<<<<
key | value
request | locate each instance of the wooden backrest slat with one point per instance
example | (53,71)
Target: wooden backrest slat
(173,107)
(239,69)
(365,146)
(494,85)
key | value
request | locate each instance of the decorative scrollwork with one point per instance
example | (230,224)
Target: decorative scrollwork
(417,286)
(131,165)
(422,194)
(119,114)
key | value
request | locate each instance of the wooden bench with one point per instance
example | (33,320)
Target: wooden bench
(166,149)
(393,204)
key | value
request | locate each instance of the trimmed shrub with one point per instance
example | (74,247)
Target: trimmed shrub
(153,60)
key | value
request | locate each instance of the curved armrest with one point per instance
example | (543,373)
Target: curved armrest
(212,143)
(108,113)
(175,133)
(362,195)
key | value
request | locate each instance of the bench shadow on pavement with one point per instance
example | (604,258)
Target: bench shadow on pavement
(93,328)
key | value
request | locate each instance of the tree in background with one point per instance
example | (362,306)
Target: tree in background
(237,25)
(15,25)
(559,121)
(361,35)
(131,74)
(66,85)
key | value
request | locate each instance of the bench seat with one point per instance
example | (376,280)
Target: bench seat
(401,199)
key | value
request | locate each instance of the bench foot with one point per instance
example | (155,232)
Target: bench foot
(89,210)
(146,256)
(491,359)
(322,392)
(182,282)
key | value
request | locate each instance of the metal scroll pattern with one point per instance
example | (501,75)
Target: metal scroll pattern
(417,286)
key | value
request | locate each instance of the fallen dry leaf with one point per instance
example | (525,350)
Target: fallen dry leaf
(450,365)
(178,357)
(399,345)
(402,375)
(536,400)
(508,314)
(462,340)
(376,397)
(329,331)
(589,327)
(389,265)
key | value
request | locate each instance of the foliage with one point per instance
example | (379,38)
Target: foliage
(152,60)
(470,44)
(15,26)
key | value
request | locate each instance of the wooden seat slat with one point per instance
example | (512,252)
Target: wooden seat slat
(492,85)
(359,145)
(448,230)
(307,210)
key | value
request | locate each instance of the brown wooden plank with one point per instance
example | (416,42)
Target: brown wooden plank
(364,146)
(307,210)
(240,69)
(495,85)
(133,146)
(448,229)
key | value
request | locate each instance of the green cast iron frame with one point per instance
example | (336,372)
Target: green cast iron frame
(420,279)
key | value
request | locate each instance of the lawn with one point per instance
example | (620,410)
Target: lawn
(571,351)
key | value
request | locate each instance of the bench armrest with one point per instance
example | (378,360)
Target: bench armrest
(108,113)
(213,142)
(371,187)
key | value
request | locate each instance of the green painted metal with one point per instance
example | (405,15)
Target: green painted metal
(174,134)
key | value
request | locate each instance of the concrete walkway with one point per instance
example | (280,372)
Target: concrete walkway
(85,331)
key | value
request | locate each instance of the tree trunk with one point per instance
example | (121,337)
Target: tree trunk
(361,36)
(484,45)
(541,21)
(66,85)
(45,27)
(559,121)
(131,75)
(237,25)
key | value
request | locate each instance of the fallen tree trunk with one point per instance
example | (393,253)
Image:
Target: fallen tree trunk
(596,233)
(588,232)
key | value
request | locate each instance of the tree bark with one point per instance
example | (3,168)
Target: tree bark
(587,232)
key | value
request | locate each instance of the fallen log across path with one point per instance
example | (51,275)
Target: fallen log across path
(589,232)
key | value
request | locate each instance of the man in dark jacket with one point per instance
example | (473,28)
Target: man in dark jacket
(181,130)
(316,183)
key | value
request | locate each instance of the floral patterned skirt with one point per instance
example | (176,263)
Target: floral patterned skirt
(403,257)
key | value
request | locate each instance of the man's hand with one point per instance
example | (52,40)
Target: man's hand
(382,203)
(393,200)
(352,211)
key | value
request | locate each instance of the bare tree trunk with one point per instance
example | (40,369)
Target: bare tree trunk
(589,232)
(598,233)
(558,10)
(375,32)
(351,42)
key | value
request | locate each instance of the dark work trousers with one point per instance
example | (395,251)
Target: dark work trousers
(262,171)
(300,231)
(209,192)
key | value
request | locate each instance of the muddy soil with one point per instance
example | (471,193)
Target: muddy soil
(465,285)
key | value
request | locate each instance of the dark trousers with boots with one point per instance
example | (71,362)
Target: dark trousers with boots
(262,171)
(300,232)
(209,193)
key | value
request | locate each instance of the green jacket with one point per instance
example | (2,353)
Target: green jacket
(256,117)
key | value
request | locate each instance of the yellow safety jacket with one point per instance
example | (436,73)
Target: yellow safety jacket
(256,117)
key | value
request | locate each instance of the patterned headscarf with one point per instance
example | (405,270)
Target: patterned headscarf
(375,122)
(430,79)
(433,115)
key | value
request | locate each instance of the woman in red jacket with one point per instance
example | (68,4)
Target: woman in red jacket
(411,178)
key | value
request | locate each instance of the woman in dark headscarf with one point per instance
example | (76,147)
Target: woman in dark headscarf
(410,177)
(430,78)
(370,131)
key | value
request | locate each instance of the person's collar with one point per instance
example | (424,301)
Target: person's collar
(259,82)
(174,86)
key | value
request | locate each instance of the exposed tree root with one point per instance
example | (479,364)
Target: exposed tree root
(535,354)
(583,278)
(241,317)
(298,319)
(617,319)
>>>>
Set task:
Type out the whole listing above again, exactly as it stands.

The response:
key | value
request | locate each instance of the wooden backrest slat with one point per instance
example | (53,71)
Target: wooden backrest slat
(173,107)
(239,69)
(365,146)
(494,85)
key | value
request | locate each instance of the decorative scrollwork with one point per instance
example | (230,224)
Target: decorative scrollwork
(417,286)
(131,165)
(422,194)
(119,114)
key | value
request | locate each instance of the wooden bench with one point per instance
example | (33,320)
Target: wooden bench
(166,149)
(393,204)
key | value
request | locate each instance of the trimmed shrub with one point per instance
example | (74,247)
Target: trimmed shrub
(153,60)
key | value
request | locate each instance of the curved armrest with one point per instance
example | (543,373)
Target: curved armrest
(212,143)
(108,113)
(175,133)
(362,195)
key | value
request | locate each instance of the bench shadow on pavement with one point per instance
example | (604,258)
Target: bench shadow on pavement
(93,328)
key | value
request | locate each instance of the tree in background with one point per instance
example | (362,306)
Target: tree in background
(237,25)
(15,25)
(559,121)
(361,35)
(131,74)
(66,85)
key | value
request | locate each instance of the bench seat with one point per instance
example | (376,280)
Target: bench seat
(401,199)
key | value
request | locate each instance of the bench foot with one point per instance
example | (155,232)
Target: bench foot
(89,210)
(146,256)
(491,359)
(322,392)
(182,282)
key | value
request | locate each instance of the metal scroll pattern with one point per instance
example | (501,75)
Target: metal scroll pattern
(417,286)
key | value
request | locate each instance of the fallen dry leaf with one point per instance
example | (525,350)
Target: fallen dry leaf
(450,365)
(178,357)
(399,345)
(402,375)
(536,400)
(508,314)
(462,340)
(376,397)
(329,331)
(589,327)
(389,265)
key | value
request | locate each instance of the foliage with one point per instance
example | (379,38)
Target: foliage
(152,60)
(470,44)
(15,26)
key | value
request | locate each instance of the wooden seat slat with one point per instance
example | (512,252)
Target: wooden seat slat
(492,85)
(359,145)
(448,230)
(307,210)
key | value
request | locate each instance of the brown wooden plank with one point per instance
example | (416,42)
Target: brown wooden plank
(364,146)
(307,210)
(240,69)
(495,85)
(133,146)
(448,229)
key | value
request | locate each instance of the green cast iron frame with one point per instance
example | (336,372)
Target: green cast iron frame
(420,279)
key | value
request | locate each instance of the lawn with one point per instance
example | (620,410)
Target: lawn
(571,351)
key | value
request | locate each instance of the bench armrest with one point per instance
example | (378,360)
Target: bench armrest
(108,113)
(213,142)
(371,187)
key | value
request | locate each instance of the green painted metal with one point per instance
example | (405,15)
Target: green painted metal
(174,134)
key | value
request | locate each instance of the concrete walkway with one point per instance
example | (280,372)
Target: concrete walkway
(85,331)
key | value
request | locate each instance of the tree trunk with one point per instance
example | (121,337)
Target: tree trunk
(361,36)
(484,45)
(541,21)
(66,85)
(45,27)
(559,121)
(131,75)
(237,25)
key | value
request | locate each instance of the fallen tree trunk with one point per instance
example | (393,253)
Image:
Target: fallen tree trunk
(596,233)
(588,232)
key | value
request | locate each instance of the tree bark with one point per instance
example | (3,168)
Target: tree bark
(587,232)
key | value
request | locate each instance of the fallen log across path with one point per instance
example | (51,275)
Target: fallen log across path
(589,232)
key | value
request | locate each instance of the man in dark jacket with one point per instance
example | (473,28)
Target: man in dark jacket
(181,130)
(316,183)
key | value
request | locate each instance of the floral patterned skirt with one point per instance
example | (176,263)
Target: floral patterned skirt
(403,257)
key | value
request | locate each instance of the man's hand with one point per instance
example | (52,40)
Target: man's hand
(382,203)
(393,200)
(352,211)
key | value
request | locate each instance of the bare tree trunk with one point per instance
example | (40,369)
Target: bare tree trunk
(589,232)
(598,233)
(558,10)
(375,32)
(351,42)
key | value
request | locate each instance of the dark work trousers with one point per instance
example | (395,251)
Target: dark work trousers
(262,171)
(300,231)
(209,192)
key | value
request | locate each instance of the muddy soil with one point per instance
example | (471,193)
Target: muddy soil
(465,285)
key | value
request | locate each instance of the dark trousers with boots with one point per instance
example | (71,362)
Target: dark trousers with boots
(262,171)
(300,232)
(209,193)
key | value
request | locate each instance of the green jacket with one point per instance
example | (2,353)
Target: green jacket
(256,117)
key | value
request | locate each instance of the yellow safety jacket with one point per instance
example | (436,73)
Target: yellow safety jacket
(256,117)
key | value
request | locate each instance of the patterned headscarf with one point per instance
example | (405,270)
Target: patterned headscarf
(375,122)
(430,79)
(433,115)
key | value
request | locate each instance of the woman in red jacket with one point per instance
example | (68,4)
Target: woman in red jacket
(411,178)
key | value
request | locate each instance of the woman in dark headscarf with one point per instance
example | (76,147)
Target: woman in dark headscarf
(410,177)
(430,78)
(370,131)
key | value
request | locate each instance of the person's collar with one point per instance
example | (424,301)
Target: person's collar
(259,82)
(174,86)
key | value
request | locate each instance of the exposed tree root with one point per instance
example | (479,364)
Target: exposed tree root
(535,354)
(583,278)
(241,317)
(298,319)
(617,319)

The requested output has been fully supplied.